== Document section ==

Choose the right cut

While pretty much anything can be braised, you'll find the most success with muscular meats—which also happen to be the most affordable cuts. "The best cuts for braising are those that are the hardest working on the animal," says Heather Marold Thomason, butcher and owner of Primal Supply Meats in Philadelphia, Pa. "Activity and use of a muscle builds up collagen and connective tissue, which would be tough if cooked quickly, but will melt and yield to tenderness and flavor if cooked gently over a long period of time." For beef braises, Thomason recommends chuck, brisket, short ribs, or shanks. And for pork, the shoulder, shank, or belly are best. "The magic of braising is that the liquids steam up to the top of the pot and then steadily drip back down on the meat, essentially basting as it gently cooks and the muscle is encouraged to relax," Thomason says.

===

• **Objectives**:
a – Which pork cuts does the passage on braising name as best?
b – Write the next part of the passage on braising, starting after its last sentence.
The material that comes next is separate from the passage on braising.

== Material provided ==

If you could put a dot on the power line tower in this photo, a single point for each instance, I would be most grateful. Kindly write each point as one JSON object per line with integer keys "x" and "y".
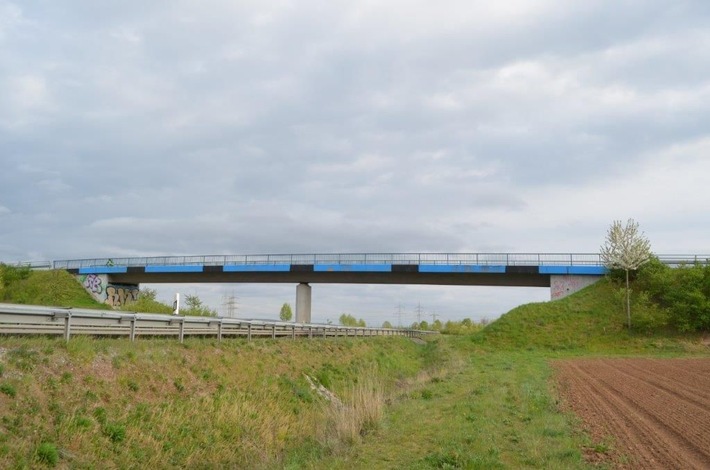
{"x": 399, "y": 313}
{"x": 230, "y": 303}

===

• **Solved tasks**:
a – The shoulder, shank, or belly.

b –
02 of 09

Pre-season your meat

"It never hurts to season meat before you even start cooking. And while it's not necessary in this case—braised meats have plenty of time to absorb salt and seasoning when cooking, after all—salting ahead will really kick it up a notch," Thomason says. Sprinkle salt and pepper over your meat the night before you braise (or at least an hour ahead) to ensure the cut seeps up the flavor. Chilling the meat uncovered in the fridge also helps dry out the surface, which will result in a better sear.

03 of 09

Brown your meat and aromatics

In a Dutch oven or oven-safe deep pan with a lid, add a bit of oil and brown the meat over medium-high heat on all sides. Remove it from the pan. Next, leave a few tablespoons of rendered fat from the meat to cook aromatics like garlic or onion, herbs, or crushed spices until they're "golden and fragrant," Thomason says.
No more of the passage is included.